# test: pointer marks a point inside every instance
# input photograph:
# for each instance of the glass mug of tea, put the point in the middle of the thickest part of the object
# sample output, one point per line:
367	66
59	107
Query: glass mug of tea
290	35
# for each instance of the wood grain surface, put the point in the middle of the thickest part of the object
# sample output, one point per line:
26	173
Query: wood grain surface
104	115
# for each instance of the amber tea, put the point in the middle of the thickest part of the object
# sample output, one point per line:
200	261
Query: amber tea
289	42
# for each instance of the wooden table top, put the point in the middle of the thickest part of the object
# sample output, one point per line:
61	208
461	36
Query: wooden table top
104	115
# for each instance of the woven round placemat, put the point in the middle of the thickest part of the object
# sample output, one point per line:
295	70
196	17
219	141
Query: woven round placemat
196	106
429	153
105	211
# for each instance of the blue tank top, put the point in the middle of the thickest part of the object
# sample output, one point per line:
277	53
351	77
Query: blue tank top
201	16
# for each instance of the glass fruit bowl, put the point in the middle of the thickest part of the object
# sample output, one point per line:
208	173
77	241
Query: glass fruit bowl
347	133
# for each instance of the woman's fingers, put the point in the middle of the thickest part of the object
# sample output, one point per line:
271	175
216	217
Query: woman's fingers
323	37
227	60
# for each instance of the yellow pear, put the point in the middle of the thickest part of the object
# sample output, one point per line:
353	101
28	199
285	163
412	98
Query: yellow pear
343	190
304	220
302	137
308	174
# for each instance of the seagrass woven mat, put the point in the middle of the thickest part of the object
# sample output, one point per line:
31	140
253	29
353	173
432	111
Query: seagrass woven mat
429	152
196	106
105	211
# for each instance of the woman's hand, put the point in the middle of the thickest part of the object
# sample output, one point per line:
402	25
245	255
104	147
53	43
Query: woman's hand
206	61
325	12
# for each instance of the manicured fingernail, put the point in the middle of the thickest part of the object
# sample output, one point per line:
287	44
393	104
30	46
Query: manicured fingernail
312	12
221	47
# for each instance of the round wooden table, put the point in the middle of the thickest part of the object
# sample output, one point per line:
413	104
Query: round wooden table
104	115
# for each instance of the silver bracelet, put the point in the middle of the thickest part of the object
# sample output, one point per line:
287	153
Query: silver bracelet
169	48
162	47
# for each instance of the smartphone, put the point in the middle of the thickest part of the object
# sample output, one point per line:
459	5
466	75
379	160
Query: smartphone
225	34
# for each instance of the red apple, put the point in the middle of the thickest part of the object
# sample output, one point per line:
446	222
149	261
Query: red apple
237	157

---

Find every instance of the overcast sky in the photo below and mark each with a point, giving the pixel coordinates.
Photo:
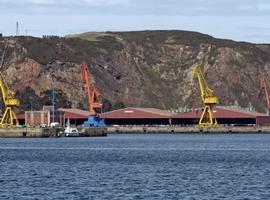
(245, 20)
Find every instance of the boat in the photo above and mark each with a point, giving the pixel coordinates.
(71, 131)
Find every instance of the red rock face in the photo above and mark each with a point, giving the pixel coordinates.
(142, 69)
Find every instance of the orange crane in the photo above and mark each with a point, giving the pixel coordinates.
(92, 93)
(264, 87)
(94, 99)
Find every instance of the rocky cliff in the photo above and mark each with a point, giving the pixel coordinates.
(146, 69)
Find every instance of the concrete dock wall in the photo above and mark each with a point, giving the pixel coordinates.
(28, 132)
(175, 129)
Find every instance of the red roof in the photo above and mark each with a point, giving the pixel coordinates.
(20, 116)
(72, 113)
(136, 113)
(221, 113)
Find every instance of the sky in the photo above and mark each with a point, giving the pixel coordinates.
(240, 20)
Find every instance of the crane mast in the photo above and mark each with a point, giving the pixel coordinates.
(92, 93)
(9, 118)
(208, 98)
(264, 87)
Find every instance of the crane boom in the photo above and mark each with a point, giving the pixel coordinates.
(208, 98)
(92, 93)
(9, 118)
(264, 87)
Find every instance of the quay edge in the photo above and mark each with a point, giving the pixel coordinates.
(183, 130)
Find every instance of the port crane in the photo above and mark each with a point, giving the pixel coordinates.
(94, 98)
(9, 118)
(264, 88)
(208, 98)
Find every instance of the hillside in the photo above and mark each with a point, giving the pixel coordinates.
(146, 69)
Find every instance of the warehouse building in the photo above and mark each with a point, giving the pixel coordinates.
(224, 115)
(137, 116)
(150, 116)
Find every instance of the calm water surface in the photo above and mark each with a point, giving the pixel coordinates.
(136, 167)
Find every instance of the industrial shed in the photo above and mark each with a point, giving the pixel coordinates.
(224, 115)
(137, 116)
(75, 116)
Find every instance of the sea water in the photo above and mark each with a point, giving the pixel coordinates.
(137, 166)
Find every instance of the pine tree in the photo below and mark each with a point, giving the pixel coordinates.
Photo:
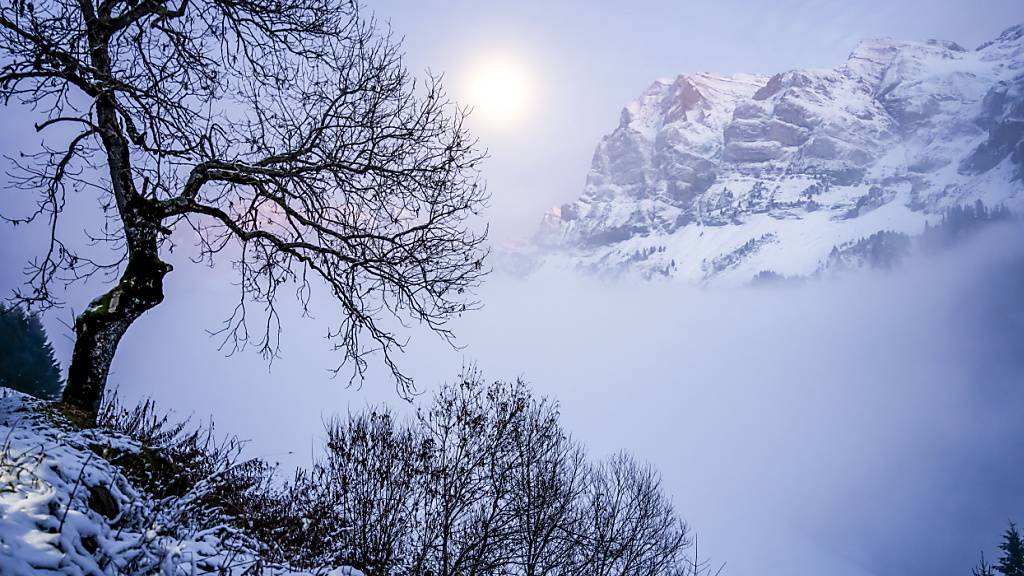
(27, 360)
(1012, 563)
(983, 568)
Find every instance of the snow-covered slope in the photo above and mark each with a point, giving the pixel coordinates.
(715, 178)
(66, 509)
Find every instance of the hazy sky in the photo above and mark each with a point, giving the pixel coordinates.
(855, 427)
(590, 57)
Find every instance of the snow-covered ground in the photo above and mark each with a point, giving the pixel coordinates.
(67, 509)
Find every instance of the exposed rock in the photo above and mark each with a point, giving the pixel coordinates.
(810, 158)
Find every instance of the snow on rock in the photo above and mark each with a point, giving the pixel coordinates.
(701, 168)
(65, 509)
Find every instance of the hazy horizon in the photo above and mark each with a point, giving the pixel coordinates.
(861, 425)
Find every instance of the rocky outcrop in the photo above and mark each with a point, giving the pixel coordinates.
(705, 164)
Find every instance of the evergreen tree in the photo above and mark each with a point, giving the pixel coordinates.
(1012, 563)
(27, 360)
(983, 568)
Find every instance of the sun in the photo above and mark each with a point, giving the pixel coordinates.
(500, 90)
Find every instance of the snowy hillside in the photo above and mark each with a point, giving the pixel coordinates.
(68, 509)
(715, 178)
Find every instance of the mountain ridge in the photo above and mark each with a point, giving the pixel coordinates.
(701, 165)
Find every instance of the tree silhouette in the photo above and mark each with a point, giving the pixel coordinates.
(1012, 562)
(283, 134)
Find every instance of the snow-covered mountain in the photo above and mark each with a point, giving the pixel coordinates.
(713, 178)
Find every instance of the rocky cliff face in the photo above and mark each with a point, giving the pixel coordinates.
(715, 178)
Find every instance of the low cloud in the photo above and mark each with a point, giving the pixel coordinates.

_EXERCISE OBJECTIVE:_
List every line of the records above that contains the word "amber". Case matters.

_ANSWER IN FULL:_
# for each instance of the amber tea, put the point in the middle of the thickest part of the object
Query: amber tea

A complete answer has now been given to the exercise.